> _WHAT THE TASK ASKS_
Extract all lines from the data beneath that include the word "front".

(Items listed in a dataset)
• • • • • • •

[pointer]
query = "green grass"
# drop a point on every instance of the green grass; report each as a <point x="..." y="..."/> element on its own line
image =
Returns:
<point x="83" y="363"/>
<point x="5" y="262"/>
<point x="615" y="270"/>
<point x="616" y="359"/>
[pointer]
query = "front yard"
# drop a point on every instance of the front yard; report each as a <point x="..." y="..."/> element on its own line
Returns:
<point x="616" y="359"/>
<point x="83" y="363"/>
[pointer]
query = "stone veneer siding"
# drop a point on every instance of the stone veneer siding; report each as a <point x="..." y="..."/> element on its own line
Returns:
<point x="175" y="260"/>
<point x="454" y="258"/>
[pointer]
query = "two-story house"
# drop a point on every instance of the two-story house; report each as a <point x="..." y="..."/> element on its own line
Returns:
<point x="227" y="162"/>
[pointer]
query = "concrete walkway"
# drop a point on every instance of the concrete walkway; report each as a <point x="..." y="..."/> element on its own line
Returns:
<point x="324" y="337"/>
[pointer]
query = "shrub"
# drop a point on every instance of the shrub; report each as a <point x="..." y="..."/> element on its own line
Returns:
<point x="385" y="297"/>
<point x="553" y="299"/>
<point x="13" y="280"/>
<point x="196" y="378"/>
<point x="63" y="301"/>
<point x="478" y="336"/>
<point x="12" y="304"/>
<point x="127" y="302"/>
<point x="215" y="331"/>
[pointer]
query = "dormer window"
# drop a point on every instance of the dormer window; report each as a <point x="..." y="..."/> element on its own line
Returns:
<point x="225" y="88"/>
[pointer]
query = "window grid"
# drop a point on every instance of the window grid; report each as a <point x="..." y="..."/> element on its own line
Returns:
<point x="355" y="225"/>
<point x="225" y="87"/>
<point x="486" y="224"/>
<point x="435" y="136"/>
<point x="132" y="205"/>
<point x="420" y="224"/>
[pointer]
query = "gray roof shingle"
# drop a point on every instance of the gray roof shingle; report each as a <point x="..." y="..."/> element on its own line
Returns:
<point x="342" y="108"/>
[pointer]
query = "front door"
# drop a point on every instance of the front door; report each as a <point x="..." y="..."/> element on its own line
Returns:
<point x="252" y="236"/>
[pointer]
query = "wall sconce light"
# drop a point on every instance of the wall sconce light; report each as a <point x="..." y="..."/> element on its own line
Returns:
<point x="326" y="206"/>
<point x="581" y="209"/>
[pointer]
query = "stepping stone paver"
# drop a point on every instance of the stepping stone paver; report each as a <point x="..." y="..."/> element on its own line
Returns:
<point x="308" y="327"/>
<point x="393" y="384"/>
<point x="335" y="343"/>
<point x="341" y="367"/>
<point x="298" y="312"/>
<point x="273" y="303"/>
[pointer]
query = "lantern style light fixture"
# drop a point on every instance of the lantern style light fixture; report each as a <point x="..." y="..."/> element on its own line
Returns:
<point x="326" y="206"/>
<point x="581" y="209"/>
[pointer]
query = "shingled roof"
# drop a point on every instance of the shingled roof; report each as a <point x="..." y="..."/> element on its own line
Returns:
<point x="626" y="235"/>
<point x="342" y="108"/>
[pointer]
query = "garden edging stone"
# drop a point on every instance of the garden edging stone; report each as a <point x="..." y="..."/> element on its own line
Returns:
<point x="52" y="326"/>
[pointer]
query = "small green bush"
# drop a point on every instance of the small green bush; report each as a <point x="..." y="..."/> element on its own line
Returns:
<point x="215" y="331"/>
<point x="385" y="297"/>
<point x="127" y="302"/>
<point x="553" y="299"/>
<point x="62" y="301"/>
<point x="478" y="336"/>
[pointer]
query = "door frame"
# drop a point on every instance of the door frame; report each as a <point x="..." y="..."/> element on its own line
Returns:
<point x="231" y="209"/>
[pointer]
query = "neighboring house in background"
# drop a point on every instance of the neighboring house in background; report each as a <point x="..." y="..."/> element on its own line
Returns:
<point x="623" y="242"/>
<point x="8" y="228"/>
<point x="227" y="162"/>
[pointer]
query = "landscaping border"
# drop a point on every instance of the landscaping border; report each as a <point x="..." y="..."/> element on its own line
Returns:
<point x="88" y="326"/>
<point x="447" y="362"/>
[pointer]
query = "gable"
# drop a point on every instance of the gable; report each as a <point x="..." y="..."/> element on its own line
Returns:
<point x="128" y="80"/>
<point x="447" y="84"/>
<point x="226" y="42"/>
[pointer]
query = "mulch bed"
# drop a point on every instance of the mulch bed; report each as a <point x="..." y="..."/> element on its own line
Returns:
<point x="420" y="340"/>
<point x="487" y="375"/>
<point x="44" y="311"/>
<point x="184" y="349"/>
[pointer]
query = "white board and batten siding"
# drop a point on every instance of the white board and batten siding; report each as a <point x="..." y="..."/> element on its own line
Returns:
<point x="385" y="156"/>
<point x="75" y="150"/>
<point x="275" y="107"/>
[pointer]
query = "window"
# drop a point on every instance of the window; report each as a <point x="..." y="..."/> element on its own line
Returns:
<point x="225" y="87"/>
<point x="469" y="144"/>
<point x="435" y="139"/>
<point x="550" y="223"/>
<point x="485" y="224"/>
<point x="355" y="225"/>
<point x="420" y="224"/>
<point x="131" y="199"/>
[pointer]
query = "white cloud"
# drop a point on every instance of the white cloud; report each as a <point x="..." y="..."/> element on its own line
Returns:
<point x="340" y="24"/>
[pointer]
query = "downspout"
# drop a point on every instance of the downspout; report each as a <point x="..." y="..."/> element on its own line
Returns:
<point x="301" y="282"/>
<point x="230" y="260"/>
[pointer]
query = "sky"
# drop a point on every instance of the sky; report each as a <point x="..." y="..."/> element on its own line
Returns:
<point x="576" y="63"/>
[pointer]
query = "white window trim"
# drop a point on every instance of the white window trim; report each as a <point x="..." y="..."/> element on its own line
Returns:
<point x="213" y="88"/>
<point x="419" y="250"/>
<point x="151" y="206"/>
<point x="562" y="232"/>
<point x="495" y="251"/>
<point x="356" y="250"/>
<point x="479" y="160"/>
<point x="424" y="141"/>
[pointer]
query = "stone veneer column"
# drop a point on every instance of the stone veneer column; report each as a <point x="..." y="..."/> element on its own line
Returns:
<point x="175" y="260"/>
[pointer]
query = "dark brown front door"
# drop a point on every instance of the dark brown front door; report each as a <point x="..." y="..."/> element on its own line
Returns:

• • • • • • •

> _SOLUTION BELOW_
query = "front yard"
# drop a point on every instance of the front yard; report each as a <point x="..." y="..."/> element on its own line
query = "front door"
# drop a point on every instance of the front door; report each as a <point x="..." y="..."/> element on its own line
query = "dark brown front door"
# drop a point on every instance of the dark brown front door; report each as a <point x="..." y="..."/> element on its own line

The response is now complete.